Stated exercise: Decide whether each statement below agrees with the patent findings, answering yes or no and quoting the deciding words from the findings. 1. The defendants used the method of the revivification patents. 2. Rosin made by the process of patent No. 1,810,222 differs considerably from Crosby WW grade wood rosin in melting point. 3. Knapp had a contract with the plaintiff not to divulge trade secrets.

Text extract:
━━━

54. The method described in and patented by the revivification patents, Nos. 1,794,537 and 1,794,539, in suit, has not been used by the defendants, or either of them.

55. WW grade wood rosin, produced in accordance with the process of patent, No. 1,810,222, in suit, differs considerably from Crosby WW grade wood rosin, in the characteristics of melting point, acid number, saponification number and specific rotation, and said Crosby WW grade wood rosin resembles very closely, as to said characteristics, the WW grade rosin, Defendants’ Exhibits 43 and 59, produced in the test of the prior Cole process, and the X grade wood rosin, Defendants’ Exhibit 46, produced in the test of the prior Sherwood and Cole process.

56. There was no contract between Knapp and plaintiff, by which Knapp agreed not to divulge trade secrets learned while in plaintiff’s employ. Defendants were not informed as to any confidential relationship between Knapp and plaintiff, but an implied confidential relationship did exist.

━━━

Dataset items
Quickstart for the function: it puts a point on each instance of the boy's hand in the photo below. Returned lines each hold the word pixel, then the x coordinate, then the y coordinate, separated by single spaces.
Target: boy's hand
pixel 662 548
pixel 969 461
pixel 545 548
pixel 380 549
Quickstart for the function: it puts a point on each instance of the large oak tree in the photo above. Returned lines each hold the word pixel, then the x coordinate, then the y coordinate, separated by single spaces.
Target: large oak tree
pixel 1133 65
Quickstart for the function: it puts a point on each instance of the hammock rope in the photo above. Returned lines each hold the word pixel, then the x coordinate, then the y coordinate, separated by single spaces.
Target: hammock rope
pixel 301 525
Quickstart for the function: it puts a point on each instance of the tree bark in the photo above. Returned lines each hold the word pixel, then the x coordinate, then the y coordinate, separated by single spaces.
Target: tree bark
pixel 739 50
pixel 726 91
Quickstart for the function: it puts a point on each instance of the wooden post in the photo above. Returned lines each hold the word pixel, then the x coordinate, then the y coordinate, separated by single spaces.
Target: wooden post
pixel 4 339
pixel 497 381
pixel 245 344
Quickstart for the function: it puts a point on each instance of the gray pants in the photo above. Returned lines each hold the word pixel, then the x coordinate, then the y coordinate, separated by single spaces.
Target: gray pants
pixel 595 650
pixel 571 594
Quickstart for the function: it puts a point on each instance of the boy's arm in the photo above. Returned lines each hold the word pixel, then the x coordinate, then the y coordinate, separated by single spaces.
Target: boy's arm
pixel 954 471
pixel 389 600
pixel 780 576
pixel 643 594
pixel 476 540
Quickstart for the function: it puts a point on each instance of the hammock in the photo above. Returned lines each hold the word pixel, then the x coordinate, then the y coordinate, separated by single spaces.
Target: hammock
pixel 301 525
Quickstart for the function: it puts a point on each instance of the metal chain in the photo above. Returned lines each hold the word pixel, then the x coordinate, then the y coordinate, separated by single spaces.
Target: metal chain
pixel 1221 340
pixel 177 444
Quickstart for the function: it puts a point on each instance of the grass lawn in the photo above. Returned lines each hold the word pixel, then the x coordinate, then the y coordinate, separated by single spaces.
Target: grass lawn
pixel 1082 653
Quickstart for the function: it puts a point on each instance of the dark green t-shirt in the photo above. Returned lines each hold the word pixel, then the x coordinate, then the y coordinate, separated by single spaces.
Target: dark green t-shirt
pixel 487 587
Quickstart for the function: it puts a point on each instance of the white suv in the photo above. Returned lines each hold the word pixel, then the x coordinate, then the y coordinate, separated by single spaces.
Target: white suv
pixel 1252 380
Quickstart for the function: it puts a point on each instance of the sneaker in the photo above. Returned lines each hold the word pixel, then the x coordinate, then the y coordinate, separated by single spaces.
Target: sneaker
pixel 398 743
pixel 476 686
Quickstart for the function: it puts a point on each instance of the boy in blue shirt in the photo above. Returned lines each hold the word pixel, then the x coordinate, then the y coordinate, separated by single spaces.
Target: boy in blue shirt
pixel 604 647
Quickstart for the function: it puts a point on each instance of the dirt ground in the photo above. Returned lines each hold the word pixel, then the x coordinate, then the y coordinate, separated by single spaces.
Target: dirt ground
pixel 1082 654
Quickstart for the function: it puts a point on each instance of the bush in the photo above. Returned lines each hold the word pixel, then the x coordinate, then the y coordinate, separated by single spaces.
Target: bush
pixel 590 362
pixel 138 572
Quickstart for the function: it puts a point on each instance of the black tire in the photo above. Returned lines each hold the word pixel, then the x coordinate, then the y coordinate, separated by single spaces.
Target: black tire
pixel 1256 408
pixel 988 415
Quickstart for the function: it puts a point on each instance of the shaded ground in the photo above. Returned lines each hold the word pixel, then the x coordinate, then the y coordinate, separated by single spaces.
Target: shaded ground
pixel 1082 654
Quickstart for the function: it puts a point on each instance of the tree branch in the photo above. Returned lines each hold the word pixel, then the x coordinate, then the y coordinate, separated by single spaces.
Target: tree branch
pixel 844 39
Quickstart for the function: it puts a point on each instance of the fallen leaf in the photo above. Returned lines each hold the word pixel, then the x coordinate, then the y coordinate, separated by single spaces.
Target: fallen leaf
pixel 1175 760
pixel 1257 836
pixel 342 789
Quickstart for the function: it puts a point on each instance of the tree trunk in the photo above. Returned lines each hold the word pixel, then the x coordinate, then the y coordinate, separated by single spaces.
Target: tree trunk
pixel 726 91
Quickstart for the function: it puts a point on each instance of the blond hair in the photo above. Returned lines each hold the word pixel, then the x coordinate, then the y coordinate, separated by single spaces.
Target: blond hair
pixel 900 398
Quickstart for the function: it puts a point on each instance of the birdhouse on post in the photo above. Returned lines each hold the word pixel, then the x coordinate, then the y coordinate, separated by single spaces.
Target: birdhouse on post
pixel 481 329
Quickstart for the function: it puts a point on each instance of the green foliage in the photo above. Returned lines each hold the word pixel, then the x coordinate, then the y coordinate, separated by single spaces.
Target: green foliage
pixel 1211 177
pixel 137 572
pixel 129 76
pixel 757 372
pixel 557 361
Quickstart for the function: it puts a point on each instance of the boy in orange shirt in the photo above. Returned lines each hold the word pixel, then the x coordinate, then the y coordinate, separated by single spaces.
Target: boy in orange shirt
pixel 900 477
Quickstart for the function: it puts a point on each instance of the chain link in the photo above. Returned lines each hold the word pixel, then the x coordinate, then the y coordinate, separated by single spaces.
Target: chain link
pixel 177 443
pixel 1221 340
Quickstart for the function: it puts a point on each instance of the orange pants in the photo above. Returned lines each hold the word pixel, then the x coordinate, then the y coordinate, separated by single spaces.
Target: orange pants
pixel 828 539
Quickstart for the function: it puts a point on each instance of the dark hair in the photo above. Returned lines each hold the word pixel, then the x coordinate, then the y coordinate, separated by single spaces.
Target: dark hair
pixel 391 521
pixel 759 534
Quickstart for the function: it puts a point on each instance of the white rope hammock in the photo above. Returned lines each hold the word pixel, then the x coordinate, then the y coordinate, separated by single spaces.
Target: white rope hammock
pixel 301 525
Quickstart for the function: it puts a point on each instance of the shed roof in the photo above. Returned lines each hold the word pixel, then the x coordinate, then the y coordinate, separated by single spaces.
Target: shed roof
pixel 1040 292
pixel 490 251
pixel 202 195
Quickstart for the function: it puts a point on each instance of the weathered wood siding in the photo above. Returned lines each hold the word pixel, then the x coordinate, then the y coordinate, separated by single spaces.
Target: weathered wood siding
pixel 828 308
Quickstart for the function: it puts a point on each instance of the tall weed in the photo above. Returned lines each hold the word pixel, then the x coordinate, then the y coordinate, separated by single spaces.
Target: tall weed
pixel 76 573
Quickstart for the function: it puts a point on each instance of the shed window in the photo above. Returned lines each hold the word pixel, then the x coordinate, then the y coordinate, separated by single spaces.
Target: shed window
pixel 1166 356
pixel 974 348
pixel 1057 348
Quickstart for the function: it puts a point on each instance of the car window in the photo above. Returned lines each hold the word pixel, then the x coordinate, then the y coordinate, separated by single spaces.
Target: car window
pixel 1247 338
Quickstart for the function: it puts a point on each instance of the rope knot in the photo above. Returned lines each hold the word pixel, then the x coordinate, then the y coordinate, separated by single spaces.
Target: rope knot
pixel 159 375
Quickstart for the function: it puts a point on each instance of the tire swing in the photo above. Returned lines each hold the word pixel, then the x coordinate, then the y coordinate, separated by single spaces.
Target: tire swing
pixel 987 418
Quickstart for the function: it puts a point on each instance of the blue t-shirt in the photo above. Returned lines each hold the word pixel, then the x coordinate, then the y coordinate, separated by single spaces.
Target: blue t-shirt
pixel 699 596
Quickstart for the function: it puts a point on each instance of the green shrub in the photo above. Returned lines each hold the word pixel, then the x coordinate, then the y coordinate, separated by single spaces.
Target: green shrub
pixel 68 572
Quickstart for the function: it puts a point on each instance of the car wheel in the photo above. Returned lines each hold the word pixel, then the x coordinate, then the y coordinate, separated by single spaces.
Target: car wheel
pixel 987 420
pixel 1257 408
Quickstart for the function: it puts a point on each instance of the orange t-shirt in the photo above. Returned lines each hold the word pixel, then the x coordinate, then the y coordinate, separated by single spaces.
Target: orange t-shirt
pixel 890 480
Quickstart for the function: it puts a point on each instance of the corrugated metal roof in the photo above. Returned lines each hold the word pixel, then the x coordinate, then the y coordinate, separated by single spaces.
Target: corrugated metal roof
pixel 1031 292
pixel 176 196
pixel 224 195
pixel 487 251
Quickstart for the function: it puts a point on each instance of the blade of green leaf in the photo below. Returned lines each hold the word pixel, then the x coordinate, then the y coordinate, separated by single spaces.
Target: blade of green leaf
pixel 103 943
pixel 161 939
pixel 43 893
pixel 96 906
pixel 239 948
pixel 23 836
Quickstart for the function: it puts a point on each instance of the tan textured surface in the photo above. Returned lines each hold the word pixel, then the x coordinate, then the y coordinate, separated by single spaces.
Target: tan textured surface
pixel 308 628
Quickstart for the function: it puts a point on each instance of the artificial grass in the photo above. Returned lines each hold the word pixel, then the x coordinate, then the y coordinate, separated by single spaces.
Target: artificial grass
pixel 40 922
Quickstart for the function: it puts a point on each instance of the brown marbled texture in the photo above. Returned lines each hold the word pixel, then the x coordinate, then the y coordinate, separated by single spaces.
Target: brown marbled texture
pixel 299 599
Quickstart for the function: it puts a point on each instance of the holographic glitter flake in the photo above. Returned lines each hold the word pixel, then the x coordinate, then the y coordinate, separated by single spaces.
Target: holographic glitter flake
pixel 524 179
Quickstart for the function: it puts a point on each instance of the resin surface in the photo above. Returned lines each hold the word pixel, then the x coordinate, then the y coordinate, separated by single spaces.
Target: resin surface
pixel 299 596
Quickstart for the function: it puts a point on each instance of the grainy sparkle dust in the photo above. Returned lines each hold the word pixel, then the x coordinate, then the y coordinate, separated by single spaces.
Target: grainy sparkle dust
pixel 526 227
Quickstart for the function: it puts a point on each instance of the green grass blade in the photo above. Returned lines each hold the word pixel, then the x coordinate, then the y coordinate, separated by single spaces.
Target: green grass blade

━━━

Final result:
1. No: "has not been used by the defendants, or either of them."
2. Yes: "differs considerably from Crosby WW grade wood rosin, in the characteristics of melting point, acid number, saponification number and specific rotation"
3. No: "There was no contract between Knapp and plaintiff, by which Knapp agreed not to divulge trade secrets learned while in plaintiff’s employ."